• TO BE DONE:
(1) Using the Lemizh numerals unit, explain in one to three sentences why the Lemizh number 36 has the value 54.
(2) Answer these questions from the Lemizh numerals unit:
(a) Which verb names the digit with the value 15?
(b) What does the symbol # mark?
(c) How are large numbers organized?
(3) Extend the Lemizh numerals unit by writing what comes after its last line.

• PASSAGE GIVEN:
Unit 7. Numerals I

An Englishman, even if he is alone, forms an orderly queue of one.

(George Mikes. How to be a Brit)

Numbers

Lemizh uses the hexadecimal system, the numeral place-value system with a base of 16. The 16 digits and three additional symbols, along with their names, are:

Verb	Gloss	Digit	Keyboard	Transcription	Value
nà.	not	0	0	0	0
rà.	one	1	1	1	1
dwà.	two	2	2	2	2
trà.	three	3	3	3	3
gwàq.	four	4	4	4	4
pnà.	five	5	5	5	5
swàh.	six	6	6	6	6
qàf.	seven	7	7	7	7
xtà.	eight	8	8	8	8
nàh.	nine	9	9	9	9
dàh.	ten	A	A	A	10
omà.	eleven	B	B	B	11
frà.	twelve	C	C	C	12
àhs.	thirteen	D	D	D	13
àb.	fourteen	E	E	E	14
gcà.	fifteen	F	F	F	15
Verb	Gloss	Symbol	Keyboard	Transcription	Meaning
kà.	opposition	_	_ (underscore)	−	negation (minus)
xàk.	point	,	,	,	hexadecimal separator
liRnà.	recurring	#	#	ʳ (for ‘recurring’)	beginning of the recurring part

Here is a simple example: 36 = 36_hexadecimal = 3×16+6 = 54.
Large numbers are organised in blocks of four digits each: 19-E022 = 19,E022_hex = 1,695,778.

• DATA LINES:
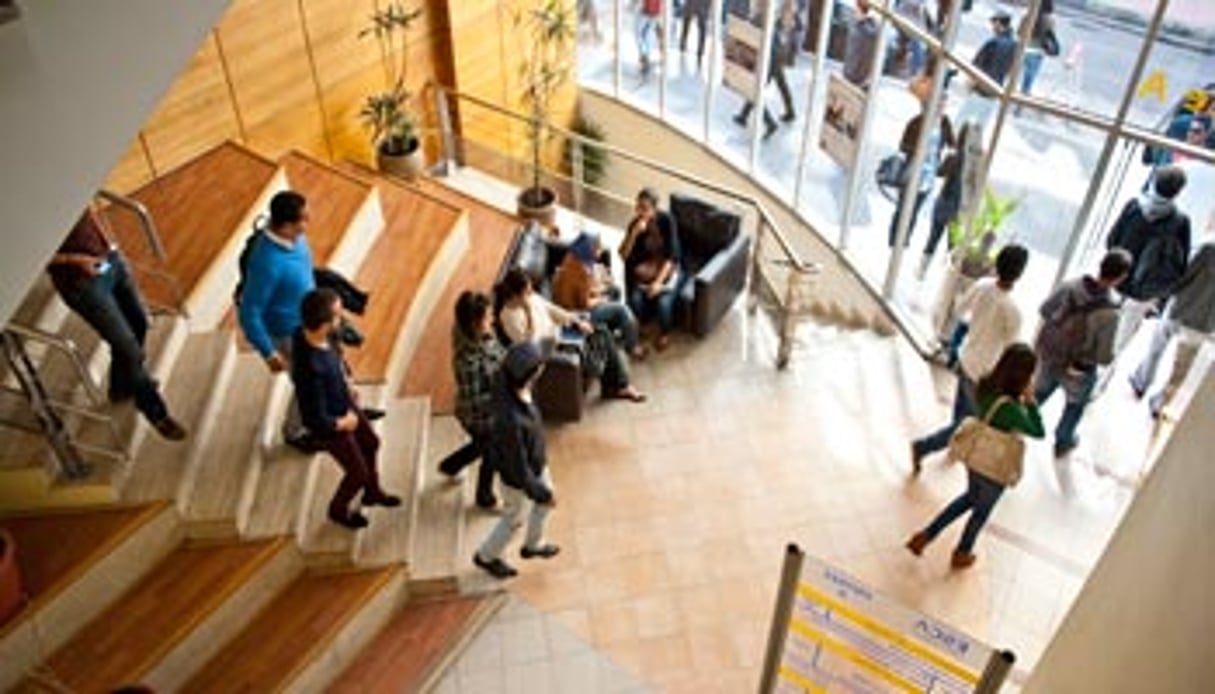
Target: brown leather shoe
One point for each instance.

• ANSWER LIST:
(1) Lemizh uses a hexadecimal place-value system with a base of 16, so the 3 in 36 stands for three sixteens and the 6 for six ones. That gives 3×16+6, which is 54.

(2)
(a) gcà.
(b) The beginning of the recurring part.
(c) In blocks of four digits each.

(3)
Negative numbers are preceded by a negation sign: _1 = −1. The negation verb is none other than the opposition negator from the previous unit.
The ‘hexadecimal separator’ corresponds to our decimal separator or period: it is placed between the fractional and integer parts of a number. Fractions without an integer part are written without a leading zero: ,3 = 0.3_hex = 3/16 = 0.1875.
The beginning of the recurring part is marked with its own symbol: ,1#9 = 0.19̅_hex = 0.1999…_hex = 0.1. This symbol can also be placed in the integer part: #3 = 3.3̅_hex = 3.33…_hex = 3.2. (The verb given in the table above is a kind of compound called a negated topic, discussed in unit 10.)
The verb for zero is the nonexistence negator.

Now we can write numbers; but 36 is not a grammatical entity and so cannot be part of a sentence.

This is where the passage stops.